# Set problem a:
Locate each line in the listing that contains the word "white" and copy those lines out. Treat uppercase and lowercase as different.

## start Excerpt provided

Skip to content

Latest commit

 

History

History
738 lines (617 loc) · 25.3 KB

TUTORIAL.md

File metadata and controls

738 lines (617 loc) · 25.3 KB

CSV Adapter Tutorial

Calcite-example-CSV is a fully functional adapter for Calcite that reads text files in CSV (comma-separated values) format. It is remarkable that a couple of hundred lines of Java code are sufficient to provide full SQL query capability.

CSV also serves as a template for building adapters to other data formats. Even though there are not many lines of code, it covers several important concepts:

  • user-defined schema using SchemaFactory and Schema interfaces;
  • declaring schemas in a model JSON file;
  • declaring views in a model JSON file;
  • user-defined table using the Table interface;
  • determining the record type of a table;
  • a simple implementation of Table, using the ScannableTable interface, that enumerates all rows directly;
  • a more advanced implementation that implements FilterableTable, and can filter out rows according to simple predicates;
  • advanced implementation of Table, using TranslatableTable, that translates to relational operators using planner rules.

Download and build

You need Java (1.6 or higher; 1.7 preferred), git and maven (3.0.4 or later).

$ git clone https://github.com/apache/incubator-calcite.git
$ cd incubator-calcite
$ mvn install -DskipTests -Dcheckstyle.skip=true
$ cd example/csv

First queries

Now let's connect to Calcite using sqlline, a SQL shell that is included in this project.

## end Excerpt provided
## start Given information

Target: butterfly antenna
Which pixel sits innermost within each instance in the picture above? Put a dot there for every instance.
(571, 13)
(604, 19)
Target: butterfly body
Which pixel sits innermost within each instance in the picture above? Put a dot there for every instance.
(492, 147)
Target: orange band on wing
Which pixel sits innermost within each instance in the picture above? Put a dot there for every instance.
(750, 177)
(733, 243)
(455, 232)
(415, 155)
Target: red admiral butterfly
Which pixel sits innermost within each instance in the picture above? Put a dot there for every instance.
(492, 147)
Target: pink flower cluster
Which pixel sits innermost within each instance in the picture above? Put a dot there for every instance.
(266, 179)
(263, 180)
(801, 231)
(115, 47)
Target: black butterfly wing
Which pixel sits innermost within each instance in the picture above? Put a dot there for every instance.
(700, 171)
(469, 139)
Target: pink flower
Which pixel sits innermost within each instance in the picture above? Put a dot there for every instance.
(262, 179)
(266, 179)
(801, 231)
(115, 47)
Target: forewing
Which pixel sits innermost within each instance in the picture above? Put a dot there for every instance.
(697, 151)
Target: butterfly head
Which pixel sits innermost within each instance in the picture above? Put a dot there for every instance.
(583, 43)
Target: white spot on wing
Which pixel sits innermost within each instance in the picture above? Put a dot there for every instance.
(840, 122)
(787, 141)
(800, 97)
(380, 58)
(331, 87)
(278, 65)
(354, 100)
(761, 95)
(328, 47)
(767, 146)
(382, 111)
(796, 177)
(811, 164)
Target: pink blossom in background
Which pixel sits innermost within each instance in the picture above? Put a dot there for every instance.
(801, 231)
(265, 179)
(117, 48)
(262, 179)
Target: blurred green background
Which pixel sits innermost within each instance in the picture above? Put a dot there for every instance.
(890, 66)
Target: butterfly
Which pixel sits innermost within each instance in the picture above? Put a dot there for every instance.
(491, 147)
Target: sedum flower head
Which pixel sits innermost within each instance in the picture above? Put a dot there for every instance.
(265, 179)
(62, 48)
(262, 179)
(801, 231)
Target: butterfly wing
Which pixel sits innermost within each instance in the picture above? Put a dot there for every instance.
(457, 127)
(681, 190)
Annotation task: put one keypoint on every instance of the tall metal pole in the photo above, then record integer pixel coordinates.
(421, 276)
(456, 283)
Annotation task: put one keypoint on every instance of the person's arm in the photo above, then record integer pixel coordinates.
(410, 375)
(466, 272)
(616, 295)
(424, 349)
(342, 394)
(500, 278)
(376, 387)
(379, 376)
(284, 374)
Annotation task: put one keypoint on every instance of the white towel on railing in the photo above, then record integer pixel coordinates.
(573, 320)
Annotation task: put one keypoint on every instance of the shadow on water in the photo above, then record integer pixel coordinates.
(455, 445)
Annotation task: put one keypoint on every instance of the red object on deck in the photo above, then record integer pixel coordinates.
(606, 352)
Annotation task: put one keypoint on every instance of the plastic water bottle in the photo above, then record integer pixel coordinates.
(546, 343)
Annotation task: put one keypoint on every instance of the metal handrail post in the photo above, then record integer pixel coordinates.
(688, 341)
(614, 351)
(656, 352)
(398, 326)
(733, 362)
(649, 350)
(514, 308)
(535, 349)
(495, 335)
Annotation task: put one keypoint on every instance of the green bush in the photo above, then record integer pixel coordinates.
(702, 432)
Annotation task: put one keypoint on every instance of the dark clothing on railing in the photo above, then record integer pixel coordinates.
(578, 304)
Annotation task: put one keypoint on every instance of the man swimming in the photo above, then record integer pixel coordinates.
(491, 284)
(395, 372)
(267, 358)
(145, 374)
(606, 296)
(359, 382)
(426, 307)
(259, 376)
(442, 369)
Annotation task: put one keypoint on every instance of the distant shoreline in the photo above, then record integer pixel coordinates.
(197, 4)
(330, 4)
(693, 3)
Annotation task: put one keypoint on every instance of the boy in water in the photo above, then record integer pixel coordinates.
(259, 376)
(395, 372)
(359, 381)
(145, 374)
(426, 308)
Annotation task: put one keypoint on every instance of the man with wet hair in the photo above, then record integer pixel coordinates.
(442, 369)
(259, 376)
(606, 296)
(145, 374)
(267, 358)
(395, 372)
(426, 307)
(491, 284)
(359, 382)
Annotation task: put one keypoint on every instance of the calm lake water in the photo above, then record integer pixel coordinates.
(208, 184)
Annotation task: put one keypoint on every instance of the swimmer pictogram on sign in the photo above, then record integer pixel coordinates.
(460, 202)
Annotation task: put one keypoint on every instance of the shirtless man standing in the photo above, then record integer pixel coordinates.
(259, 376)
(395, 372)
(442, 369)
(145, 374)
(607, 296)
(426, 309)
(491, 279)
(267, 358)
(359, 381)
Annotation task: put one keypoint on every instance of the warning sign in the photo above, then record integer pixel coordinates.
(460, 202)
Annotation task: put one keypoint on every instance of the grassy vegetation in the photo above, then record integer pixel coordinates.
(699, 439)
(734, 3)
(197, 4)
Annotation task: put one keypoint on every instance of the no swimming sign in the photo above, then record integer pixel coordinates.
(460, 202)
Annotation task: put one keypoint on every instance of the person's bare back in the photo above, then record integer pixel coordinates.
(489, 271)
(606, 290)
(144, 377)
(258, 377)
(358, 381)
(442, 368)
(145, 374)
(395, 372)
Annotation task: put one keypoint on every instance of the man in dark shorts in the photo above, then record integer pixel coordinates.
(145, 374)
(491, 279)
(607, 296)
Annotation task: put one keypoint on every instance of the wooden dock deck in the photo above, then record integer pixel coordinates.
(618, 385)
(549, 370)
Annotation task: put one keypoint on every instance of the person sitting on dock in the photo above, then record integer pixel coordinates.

## end Given information

# Set problem b:
Continue the CSV adapter tutorial, starting right after its final sentence.

# Final result a:
Target: white spot on wing
Annotation task: put one keypoint on every instance of the white towel on railing in the photo above, then record integer pixel coordinates.

# Final result b:
$ ./sqlline
sqlline> !connect jdbc:calcite:model=target/test-classes/model.json admin admin

(If you are running Windows, the command is sqlline.bat.)

Execute a metadata query:

sqlline> !tables
+------------+--------------+-------------+---------------+----------+------+
| TABLE_CAT  | TABLE_SCHEM  | TABLE_NAME  |  TABLE_TYPE   | REMARKS  | TYPE |
+------------+--------------+-------------+---------------+----------+------+
| null       | SALES        | DEPTS       | TABLE         | null     | null |
| null       | SALES        | EMPS        | TABLE         | null     | null |
| null       | SALES        | HOBBIES     | TABLE         | null     | null |
| null       | metadata     | COLUMNS     | SYSTEM_TABLE  | null     | null |
| null       | metadata     | TABLES      | SYSTEM_TABLE  | null     | null |
+------------+--------------+-------------+---------------+----------+------+

(JDBC experts, note: sqlline's !tables command is just executing DatabaseMetaData.getTables() behind the scenes. It has other commands to query JDBC metadata, such as !columns and !describe.)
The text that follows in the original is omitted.